WHAT THE TASK REQUIRES — An exact copy of every record is needed.

Some records —
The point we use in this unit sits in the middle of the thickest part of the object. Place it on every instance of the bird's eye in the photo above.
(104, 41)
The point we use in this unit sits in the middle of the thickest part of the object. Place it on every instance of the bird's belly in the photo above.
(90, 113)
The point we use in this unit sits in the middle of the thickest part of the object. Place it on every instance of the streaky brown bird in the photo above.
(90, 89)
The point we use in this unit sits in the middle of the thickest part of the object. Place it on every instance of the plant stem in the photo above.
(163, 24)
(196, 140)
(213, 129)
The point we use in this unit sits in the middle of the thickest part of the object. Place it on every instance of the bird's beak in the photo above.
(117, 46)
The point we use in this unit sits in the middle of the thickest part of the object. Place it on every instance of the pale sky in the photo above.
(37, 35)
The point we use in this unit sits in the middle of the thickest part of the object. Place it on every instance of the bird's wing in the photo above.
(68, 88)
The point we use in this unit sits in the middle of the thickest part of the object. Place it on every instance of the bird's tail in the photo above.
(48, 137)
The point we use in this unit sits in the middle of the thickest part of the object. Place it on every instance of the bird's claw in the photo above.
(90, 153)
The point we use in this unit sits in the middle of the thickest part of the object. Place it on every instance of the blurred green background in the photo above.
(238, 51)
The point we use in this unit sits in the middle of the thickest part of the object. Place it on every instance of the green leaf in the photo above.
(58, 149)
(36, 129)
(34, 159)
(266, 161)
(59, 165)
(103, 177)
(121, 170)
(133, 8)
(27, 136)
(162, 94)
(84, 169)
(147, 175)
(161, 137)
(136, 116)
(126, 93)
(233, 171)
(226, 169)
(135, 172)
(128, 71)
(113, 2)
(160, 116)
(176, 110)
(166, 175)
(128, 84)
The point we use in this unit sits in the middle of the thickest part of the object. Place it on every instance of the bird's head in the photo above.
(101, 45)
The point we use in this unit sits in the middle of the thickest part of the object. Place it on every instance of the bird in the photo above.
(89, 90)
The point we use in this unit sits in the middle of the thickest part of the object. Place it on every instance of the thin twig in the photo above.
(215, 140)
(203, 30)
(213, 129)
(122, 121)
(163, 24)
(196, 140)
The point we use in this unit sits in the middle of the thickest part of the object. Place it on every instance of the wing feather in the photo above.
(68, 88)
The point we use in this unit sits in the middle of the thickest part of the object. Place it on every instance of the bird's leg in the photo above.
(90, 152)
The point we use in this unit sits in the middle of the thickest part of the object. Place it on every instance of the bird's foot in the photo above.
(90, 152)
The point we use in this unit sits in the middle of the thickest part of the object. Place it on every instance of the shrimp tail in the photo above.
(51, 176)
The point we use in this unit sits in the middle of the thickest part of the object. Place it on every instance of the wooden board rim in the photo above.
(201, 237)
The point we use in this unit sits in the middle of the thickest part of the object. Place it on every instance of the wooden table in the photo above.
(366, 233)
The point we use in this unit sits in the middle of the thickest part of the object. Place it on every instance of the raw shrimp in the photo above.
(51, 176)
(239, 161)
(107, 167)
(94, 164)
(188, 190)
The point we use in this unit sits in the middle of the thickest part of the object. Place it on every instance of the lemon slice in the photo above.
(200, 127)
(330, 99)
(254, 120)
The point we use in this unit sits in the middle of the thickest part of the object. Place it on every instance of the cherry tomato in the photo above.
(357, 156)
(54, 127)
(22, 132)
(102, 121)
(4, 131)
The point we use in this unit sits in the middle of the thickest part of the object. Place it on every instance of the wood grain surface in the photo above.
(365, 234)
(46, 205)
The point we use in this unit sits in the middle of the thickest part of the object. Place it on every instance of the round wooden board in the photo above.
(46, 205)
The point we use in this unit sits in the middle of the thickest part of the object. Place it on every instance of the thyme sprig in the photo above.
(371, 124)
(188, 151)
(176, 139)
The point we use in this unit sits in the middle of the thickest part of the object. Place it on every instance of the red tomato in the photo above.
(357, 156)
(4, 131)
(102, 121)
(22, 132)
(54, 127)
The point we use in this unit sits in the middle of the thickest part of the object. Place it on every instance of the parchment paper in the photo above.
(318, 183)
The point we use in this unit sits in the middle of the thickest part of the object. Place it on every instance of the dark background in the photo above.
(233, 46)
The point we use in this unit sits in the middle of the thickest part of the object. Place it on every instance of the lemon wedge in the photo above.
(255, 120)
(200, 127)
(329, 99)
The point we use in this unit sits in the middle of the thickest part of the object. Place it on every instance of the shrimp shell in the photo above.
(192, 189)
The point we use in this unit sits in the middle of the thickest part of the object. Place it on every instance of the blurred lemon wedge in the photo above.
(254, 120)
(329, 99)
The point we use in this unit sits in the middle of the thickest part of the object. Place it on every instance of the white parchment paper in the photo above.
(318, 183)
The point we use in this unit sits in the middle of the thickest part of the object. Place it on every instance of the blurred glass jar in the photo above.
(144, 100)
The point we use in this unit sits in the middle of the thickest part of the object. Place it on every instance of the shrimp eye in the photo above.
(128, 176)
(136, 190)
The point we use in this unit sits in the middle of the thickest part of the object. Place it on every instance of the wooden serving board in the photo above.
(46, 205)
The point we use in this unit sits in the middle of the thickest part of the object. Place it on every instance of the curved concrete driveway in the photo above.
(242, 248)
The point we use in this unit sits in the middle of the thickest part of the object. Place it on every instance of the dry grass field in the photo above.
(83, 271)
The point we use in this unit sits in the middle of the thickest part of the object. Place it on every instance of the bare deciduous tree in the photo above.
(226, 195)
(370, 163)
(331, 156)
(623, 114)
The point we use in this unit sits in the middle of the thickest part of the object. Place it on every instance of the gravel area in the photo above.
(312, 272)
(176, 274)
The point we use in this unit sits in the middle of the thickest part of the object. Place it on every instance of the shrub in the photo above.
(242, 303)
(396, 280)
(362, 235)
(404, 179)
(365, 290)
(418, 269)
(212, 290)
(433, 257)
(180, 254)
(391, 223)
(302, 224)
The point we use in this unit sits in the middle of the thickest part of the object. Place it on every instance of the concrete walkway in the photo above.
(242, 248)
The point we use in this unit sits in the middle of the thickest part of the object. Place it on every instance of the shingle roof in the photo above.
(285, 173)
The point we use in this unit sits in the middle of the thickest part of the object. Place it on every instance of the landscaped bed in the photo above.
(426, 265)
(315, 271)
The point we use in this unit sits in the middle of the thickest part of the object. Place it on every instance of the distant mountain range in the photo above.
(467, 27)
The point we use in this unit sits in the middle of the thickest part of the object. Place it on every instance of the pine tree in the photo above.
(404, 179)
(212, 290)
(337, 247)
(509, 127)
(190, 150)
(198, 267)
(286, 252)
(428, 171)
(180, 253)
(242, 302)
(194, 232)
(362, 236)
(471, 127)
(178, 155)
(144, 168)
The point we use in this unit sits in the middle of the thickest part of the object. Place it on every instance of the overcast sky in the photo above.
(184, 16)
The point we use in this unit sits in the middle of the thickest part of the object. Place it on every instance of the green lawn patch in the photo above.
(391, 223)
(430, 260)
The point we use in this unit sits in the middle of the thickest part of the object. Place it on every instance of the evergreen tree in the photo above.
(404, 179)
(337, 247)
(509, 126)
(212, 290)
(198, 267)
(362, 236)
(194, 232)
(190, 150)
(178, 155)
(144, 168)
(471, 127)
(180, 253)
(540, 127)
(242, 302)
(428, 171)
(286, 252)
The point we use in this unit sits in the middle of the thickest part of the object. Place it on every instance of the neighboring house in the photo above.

WRITTEN ANSWER —
The point we use in this unit sits in the middle of the thickest part of the object. Place it on every instance of the bird's eye in the photo above.
(104, 41)
The point we use in this unit sits in the middle of the thickest part of the object. Place it on every instance of the bird's belly in the photo above.
(90, 113)
The point we use in this unit sits in the middle of the thickest part of the object. Place it on every instance of the streaky brown bird in the photo above.
(90, 89)
The point we use in this unit sits in the middle of the thickest part of the object. Place it on every instance of the plant stem in the photo above.
(163, 24)
(196, 140)
(213, 129)
The point we use in this unit sits in the middle of the thickest part of the object. Place it on every instance of the bird's beak in the photo above.
(117, 46)
The point we use in this unit sits in the middle of the thickest part of the object. Place it on every instance of the pale sky in the photo above.
(37, 35)
The point we use in this unit sits in the middle of the thickest part of the object. Place it on every instance of the bird's wing in the photo above.
(68, 88)
The point we use in this unit sits in the middle of the thickest part of the object. Place it on every instance of the bird's tail in the photo above.
(48, 137)
The point we use in this unit sits in the middle of the thickest part of the object. Place it on every instance of the bird's claw in the photo above.
(90, 153)
The point we use in this unit sits in the middle of the thickest part of the object. Place it on every instance of the blurred green background in the photo above.
(238, 51)
The point we use in this unit sits in the middle of the thickest part of the object. Place it on every instance of the green leaf in the photo above.
(58, 149)
(36, 129)
(34, 159)
(266, 161)
(59, 165)
(103, 177)
(121, 170)
(133, 8)
(27, 136)
(162, 94)
(84, 169)
(147, 175)
(161, 137)
(136, 116)
(126, 93)
(233, 171)
(226, 169)
(135, 172)
(128, 71)
(113, 2)
(160, 116)
(176, 110)
(166, 175)
(128, 84)
The point we use in this unit sits in the middle of the thickest part of the object. Place it on every instance of the bird's head in the photo above.
(101, 45)
The point we use in this unit sits in the middle of the thickest part of the object. Place it on every instance of the bird in the photo above.
(89, 90)
The point we use in this unit sits in the middle of the thickest part of the object. Place it on every instance of the thin twig in the photo above.
(215, 140)
(203, 30)
(213, 129)
(122, 121)
(163, 24)
(196, 140)
The point we use in this unit sits in the middle of the thickest part of the object. Place it on every instance of the wing feather in the photo above.
(68, 88)
The point we use in this unit sits in the middle of the thickest part of the object. Place it on every instance of the bird's leg in the photo above.
(90, 152)
The point we use in this unit sits in the middle of the thickest part of the object. Place it on every instance of the bird's foot in the photo above.
(90, 152)
The point we use in this unit sits in the middle of the thickest part of the object. Place it on every instance of the shrimp tail in the photo above.
(51, 176)
The point we use in this unit sits in the middle of the thickest part of the object. Place it on every instance of the wooden board rim in the photo above.
(201, 237)
The point we use in this unit sits in the middle of the thickest part of the object. Place it on every instance of the wooden table in the photo above.
(366, 233)
The point we use in this unit sits in the middle of the thickest part of the object. Place it on every instance of the raw shrimp in the photo above.
(51, 176)
(239, 161)
(107, 167)
(94, 164)
(188, 190)
The point we use in this unit sits in the middle of the thickest part of the object. Place it on every instance of the lemon slice in the photo above.
(200, 127)
(330, 99)
(254, 120)
The point we use in this unit sits in the middle of the thickest part of the object. Place it on every instance of the cherry tomato in the photo above.
(357, 156)
(54, 127)
(22, 132)
(102, 121)
(4, 131)
The point we use in this unit sits in the middle of the thickest part of the object. Place it on every instance of the wood grain surface in the photo above.
(365, 234)
(46, 205)
The point we use in this unit sits in the middle of the thickest part of the object. Place it on every instance of the round wooden board in the photo above.
(46, 205)
The point we use in this unit sits in the middle of the thickest part of the object. Place it on every instance of the thyme sprig in the photo above.
(371, 124)
(188, 151)
(176, 139)
The point we use in this unit sits in the middle of the thickest part of the object. Place it on every instance of the red tomato in the photo above.
(357, 156)
(4, 131)
(102, 121)
(22, 132)
(54, 127)
The point we use in this unit sits in the middle of the thickest part of the object. Place it on every instance of the parchment paper in the photo above.
(318, 183)
The point we use in this unit sits in the middle of the thickest part of the object. Place it on every instance of the dark background in the photo above.
(233, 46)
The point we use in this unit sits in the middle of the thickest part of the object. Place it on every instance of the lemon wedge in the photo above.
(255, 120)
(200, 127)
(329, 99)
The point we use in this unit sits in the middle of the thickest part of the object. Place it on every instance of the shrimp shell in the photo above.
(192, 189)
The point we use in this unit sits in the middle of the thickest part of the object. Place it on every instance of the blurred lemon wedge in the photo above.
(254, 120)
(329, 99)
The point we use in this unit sits in the middle of the thickest part of the object. Place it on every instance of the white parchment paper in the photo above.
(318, 183)
The point we use in this unit sits in the middle of the thickest part of the object. Place it on every instance of the blurred glass jar in the photo above.
(144, 100)
The point we use in this unit sits in the middle of the thickest part of the object. Place it on every instance of the shrimp eye in the photo above.
(128, 176)
(136, 190)
The point we use in this unit sits in the middle of the thickest part of the object. Place it on every instance of the wooden serving board in the photo above.
(46, 205)
The point we use in this unit sits in the middle of the thickest part of the object. Place it on every instance of the curved concrete driveway in the photo above.
(242, 248)
The point we use in this unit sits in the middle of the thickest part of the object. Place it on every instance of the dry grass field in the photo above.
(83, 271)
The point we use in this unit sits in the middle of the thickest part of the object. Place it on every instance of the bare deciduous tree in the photo above.
(226, 195)
(370, 163)
(331, 156)
(623, 114)
The point we use in this unit sits in the middle of the thickest part of the object. Place it on every instance of the gravel area in the photo above.
(312, 272)
(176, 274)
The point we use in this unit sits in the middle of the thickest part of the object. Place it on every instance of the shrub in the photo above.
(242, 303)
(396, 280)
(362, 235)
(404, 179)
(365, 290)
(418, 269)
(212, 290)
(433, 257)
(180, 254)
(391, 223)
(302, 224)
The point we use in this unit sits in the middle of the thickest part of the object. Place it on every instance of the concrete walkway in the photo above.
(242, 248)
The point we use in this unit sits in the middle of the thickest part of the object. Place it on every instance of the shingle roof in the photo above.
(285, 173)
The point we use in this unit sits in the middle of the thickest part of the object. Place it on every instance of the landscaped bed in the photo above.
(426, 265)
(315, 271)
The point we use in this unit sits in the middle of the thickest part of the object. Place it on every instance of the distant mountain range in the photo above.
(467, 27)
The point we use in this unit sits in the middle of the thickest part of the object. Place it on every instance of the pine tree in the photo above.
(404, 179)
(212, 290)
(337, 247)
(509, 127)
(190, 150)
(198, 267)
(286, 252)
(428, 171)
(180, 253)
(242, 302)
(194, 232)
(362, 236)
(471, 127)
(178, 155)
(144, 168)
The point we use in this unit sits in the middle of the thickest part of the object. Place it on every instance of the overcast sky in the photo above.
(184, 16)
The point we use in this unit sits in the middle of the thickest part of the object. Place it on every instance of the green lawn patch in the photo above.
(391, 223)
(430, 260)
The point we use in this unit sits in the middle of the thickest part of the object. Place it on every instance of the evergreen tree in the photo above.
(404, 179)
(337, 247)
(509, 126)
(212, 290)
(198, 267)
(362, 236)
(194, 232)
(190, 150)
(178, 155)
(144, 168)
(471, 127)
(180, 253)
(540, 127)
(242, 302)
(428, 171)
(286, 252)
The point we use in this unit sits in the middle of the thickest part of the object. Place it on every instance of the neighboring house in the photo above.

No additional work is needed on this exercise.